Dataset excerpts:
* * * * *
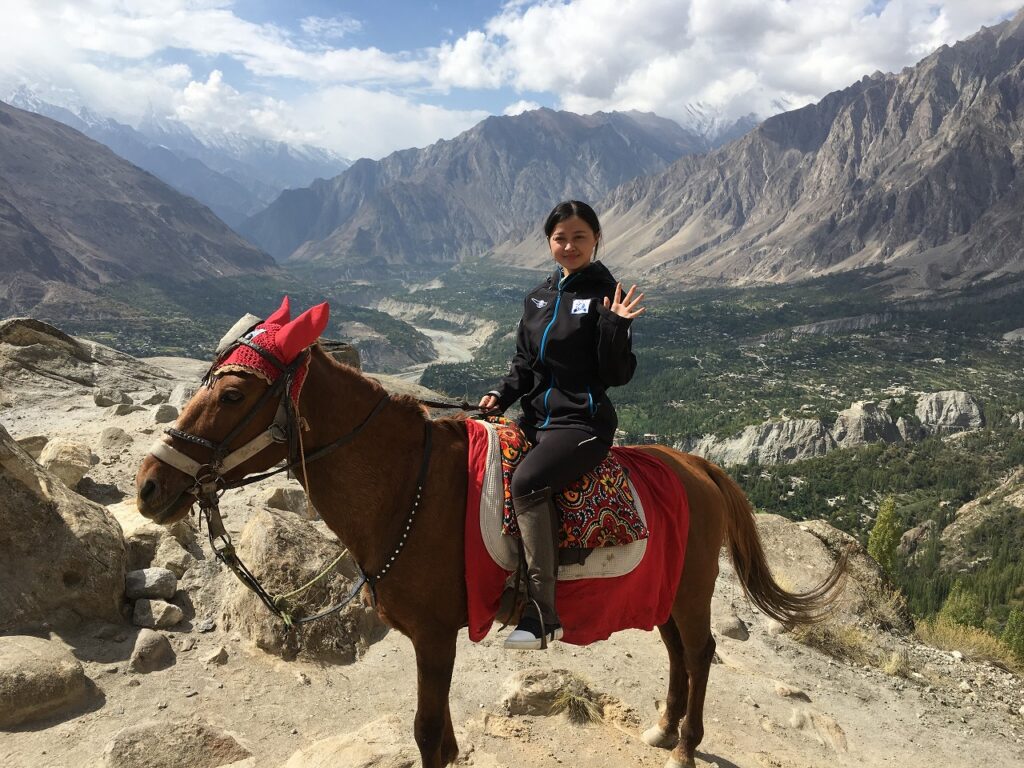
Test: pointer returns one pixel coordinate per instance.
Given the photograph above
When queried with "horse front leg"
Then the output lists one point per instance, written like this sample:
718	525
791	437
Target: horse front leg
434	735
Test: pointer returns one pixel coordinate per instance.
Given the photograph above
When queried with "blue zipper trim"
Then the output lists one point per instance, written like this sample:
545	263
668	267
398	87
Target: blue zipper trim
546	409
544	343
* * * * *
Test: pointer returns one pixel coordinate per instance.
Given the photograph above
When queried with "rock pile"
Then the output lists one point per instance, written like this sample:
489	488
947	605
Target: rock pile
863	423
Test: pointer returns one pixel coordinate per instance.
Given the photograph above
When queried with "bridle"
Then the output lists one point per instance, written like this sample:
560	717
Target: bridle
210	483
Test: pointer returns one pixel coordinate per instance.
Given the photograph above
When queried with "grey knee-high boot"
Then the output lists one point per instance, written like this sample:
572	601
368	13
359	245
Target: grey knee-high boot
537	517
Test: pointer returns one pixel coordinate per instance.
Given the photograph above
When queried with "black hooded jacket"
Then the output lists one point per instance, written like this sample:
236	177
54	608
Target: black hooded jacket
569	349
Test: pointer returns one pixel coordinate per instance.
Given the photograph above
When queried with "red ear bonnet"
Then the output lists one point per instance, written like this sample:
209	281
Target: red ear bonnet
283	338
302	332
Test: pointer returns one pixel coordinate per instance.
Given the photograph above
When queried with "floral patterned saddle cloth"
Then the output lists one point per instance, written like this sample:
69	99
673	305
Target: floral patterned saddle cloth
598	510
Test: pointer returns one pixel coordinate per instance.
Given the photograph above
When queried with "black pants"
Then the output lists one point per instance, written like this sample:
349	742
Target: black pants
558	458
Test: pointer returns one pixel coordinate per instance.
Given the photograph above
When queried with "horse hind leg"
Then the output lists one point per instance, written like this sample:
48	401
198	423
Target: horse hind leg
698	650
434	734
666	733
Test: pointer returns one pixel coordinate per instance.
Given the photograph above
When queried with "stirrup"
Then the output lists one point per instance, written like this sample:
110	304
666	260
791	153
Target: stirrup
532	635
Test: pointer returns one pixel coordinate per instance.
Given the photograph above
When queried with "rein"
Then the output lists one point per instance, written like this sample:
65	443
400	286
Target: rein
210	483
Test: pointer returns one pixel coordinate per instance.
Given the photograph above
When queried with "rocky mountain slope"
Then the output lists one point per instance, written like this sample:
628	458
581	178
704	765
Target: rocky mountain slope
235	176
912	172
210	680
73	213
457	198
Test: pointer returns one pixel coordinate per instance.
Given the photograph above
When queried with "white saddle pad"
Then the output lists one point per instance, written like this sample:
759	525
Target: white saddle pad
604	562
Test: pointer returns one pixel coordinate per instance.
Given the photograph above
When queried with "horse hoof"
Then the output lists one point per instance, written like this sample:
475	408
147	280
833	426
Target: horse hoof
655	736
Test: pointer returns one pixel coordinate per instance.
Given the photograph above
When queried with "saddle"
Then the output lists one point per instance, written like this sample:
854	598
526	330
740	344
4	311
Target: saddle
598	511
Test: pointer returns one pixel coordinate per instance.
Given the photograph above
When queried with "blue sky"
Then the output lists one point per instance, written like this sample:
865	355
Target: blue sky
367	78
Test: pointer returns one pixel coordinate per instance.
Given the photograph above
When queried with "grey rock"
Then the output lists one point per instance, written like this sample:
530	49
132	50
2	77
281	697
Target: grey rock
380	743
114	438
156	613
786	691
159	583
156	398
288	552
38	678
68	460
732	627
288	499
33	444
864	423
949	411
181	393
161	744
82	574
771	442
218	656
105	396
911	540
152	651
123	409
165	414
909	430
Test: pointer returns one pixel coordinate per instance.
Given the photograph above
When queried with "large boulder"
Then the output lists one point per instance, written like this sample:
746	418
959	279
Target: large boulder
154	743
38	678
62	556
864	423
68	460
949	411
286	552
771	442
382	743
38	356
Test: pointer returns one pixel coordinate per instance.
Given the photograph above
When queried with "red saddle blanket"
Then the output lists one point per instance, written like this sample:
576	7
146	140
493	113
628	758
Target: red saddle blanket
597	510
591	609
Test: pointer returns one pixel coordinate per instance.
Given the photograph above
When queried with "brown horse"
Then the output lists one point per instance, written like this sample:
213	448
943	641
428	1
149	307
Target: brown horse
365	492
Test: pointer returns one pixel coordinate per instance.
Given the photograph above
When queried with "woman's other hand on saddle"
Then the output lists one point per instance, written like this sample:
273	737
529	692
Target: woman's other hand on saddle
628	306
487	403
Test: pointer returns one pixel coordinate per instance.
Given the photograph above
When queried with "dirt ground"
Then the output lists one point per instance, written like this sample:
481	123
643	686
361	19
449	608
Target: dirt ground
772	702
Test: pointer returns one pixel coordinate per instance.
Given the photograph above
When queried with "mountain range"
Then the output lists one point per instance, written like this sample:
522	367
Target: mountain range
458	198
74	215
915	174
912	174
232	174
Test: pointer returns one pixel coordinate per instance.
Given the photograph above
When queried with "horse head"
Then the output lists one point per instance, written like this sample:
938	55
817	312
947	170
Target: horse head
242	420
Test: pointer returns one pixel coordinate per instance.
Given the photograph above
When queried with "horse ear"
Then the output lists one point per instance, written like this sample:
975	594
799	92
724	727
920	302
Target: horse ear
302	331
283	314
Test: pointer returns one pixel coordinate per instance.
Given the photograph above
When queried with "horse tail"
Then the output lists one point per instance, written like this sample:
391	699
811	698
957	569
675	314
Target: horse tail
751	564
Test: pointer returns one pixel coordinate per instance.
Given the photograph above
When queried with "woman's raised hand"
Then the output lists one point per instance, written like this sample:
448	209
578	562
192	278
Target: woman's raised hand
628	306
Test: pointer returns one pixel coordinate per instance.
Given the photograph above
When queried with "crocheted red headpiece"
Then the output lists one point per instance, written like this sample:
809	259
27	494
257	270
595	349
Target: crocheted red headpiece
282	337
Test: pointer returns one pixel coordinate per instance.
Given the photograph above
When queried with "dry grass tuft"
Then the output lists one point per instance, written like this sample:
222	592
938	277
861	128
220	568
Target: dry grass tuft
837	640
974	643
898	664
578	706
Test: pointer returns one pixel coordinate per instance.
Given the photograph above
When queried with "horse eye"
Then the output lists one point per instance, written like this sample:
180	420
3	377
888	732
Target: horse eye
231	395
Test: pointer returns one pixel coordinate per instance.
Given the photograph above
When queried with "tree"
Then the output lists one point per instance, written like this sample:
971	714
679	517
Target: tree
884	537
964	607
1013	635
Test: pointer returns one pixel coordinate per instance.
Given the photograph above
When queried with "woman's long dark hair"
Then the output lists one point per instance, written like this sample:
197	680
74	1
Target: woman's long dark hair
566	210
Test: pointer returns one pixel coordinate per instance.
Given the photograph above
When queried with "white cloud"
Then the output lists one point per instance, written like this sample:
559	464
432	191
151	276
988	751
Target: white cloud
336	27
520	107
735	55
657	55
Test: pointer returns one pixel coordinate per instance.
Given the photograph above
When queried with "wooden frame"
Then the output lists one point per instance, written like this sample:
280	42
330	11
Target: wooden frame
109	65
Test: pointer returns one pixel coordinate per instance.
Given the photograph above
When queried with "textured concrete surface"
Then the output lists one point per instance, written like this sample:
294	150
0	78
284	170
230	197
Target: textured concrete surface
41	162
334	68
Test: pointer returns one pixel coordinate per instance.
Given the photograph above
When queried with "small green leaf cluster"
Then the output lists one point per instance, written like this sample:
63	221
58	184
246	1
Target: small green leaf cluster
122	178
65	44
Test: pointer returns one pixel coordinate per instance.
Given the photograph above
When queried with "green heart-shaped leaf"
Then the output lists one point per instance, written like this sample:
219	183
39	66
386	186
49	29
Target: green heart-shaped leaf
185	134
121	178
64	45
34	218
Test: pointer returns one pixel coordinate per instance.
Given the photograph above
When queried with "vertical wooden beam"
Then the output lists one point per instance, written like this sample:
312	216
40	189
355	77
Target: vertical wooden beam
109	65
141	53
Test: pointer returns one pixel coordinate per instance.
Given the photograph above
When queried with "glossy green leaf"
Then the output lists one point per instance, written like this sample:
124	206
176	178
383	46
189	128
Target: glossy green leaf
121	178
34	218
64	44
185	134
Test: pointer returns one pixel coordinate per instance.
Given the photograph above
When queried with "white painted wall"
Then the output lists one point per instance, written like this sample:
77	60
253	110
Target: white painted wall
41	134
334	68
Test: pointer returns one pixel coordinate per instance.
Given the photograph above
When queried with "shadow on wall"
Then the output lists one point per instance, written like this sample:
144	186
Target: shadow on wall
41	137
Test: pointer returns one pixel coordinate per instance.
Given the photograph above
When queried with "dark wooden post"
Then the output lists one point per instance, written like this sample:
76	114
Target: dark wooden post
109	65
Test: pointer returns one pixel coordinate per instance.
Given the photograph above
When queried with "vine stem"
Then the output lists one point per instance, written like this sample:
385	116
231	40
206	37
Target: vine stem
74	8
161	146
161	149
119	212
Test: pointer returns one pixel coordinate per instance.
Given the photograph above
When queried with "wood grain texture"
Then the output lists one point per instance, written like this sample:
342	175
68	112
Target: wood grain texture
* * * * *
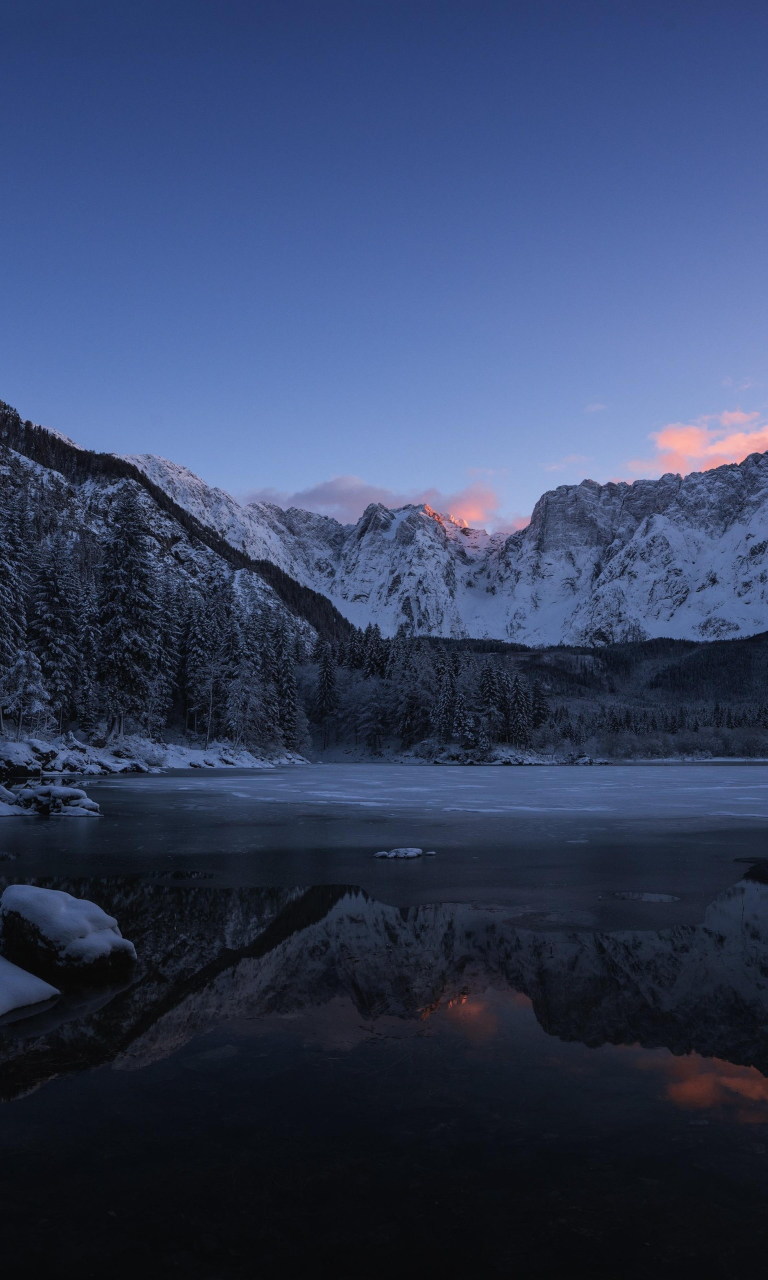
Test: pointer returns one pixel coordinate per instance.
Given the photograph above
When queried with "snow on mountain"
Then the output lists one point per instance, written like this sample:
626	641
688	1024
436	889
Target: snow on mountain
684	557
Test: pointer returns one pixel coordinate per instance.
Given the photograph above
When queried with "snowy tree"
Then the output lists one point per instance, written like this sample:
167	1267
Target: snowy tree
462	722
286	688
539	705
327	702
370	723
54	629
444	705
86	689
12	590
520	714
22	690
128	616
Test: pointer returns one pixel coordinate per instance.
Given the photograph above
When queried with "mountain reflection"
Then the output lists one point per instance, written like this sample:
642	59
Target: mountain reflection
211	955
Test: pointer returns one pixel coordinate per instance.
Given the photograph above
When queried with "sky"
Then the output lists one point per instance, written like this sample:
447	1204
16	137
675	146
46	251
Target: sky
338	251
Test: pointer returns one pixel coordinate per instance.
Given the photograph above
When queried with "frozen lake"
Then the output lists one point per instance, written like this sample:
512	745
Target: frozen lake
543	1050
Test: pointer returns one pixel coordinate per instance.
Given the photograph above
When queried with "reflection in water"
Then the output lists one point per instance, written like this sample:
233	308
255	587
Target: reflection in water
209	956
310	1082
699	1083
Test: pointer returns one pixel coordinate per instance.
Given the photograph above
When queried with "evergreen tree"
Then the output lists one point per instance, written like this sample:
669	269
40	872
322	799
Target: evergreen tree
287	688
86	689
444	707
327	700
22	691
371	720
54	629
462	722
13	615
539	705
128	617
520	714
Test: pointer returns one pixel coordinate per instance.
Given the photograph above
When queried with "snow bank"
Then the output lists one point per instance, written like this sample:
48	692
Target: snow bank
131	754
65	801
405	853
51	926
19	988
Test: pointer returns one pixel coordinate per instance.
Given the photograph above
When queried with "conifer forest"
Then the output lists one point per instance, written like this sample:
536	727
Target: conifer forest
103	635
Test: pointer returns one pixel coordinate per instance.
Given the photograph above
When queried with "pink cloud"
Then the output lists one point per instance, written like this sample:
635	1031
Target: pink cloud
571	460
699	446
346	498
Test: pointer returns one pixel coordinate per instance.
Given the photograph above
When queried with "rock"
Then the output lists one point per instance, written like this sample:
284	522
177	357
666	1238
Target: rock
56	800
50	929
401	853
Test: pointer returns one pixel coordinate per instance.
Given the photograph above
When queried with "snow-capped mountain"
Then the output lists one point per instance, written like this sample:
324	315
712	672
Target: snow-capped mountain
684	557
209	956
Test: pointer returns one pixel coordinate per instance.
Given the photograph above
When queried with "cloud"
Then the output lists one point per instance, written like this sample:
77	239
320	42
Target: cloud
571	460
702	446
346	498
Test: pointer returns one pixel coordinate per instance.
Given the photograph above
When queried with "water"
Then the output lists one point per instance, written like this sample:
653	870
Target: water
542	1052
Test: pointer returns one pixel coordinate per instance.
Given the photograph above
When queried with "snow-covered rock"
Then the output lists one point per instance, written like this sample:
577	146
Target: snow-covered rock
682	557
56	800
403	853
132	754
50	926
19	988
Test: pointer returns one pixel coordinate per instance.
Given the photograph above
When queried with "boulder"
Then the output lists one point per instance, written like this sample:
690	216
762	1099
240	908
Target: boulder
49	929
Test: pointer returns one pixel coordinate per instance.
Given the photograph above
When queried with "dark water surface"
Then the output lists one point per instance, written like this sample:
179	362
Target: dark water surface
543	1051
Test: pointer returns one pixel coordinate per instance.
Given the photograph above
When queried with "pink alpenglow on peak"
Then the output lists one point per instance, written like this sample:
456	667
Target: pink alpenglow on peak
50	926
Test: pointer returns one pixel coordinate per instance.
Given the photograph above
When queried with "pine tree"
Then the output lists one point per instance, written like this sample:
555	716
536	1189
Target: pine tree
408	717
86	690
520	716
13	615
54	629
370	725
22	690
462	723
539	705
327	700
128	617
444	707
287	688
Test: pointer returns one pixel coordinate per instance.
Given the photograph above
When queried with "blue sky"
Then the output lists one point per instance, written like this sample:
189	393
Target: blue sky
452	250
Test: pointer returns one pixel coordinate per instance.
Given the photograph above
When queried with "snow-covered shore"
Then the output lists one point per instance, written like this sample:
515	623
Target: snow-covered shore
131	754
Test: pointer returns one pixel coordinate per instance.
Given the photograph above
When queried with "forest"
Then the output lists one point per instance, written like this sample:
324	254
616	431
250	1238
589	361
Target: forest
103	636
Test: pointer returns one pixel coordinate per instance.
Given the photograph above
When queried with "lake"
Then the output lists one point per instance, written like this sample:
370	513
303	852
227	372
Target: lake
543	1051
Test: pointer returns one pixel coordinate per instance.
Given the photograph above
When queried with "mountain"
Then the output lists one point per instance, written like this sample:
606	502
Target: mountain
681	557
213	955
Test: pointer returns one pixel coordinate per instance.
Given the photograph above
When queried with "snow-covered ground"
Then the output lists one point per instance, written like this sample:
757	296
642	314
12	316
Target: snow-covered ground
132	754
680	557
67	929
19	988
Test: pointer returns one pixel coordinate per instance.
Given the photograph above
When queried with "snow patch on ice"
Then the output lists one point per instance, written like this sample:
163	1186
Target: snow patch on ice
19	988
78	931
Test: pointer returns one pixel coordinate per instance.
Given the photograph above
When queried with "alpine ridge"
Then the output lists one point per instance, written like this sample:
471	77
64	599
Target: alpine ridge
* * * * *
## Problem:
Search the entries for the word "alpine" and pick out every line that holds it.

## Answer for this exercise:
When queried with "alpine ridge"
Target: alpine ridge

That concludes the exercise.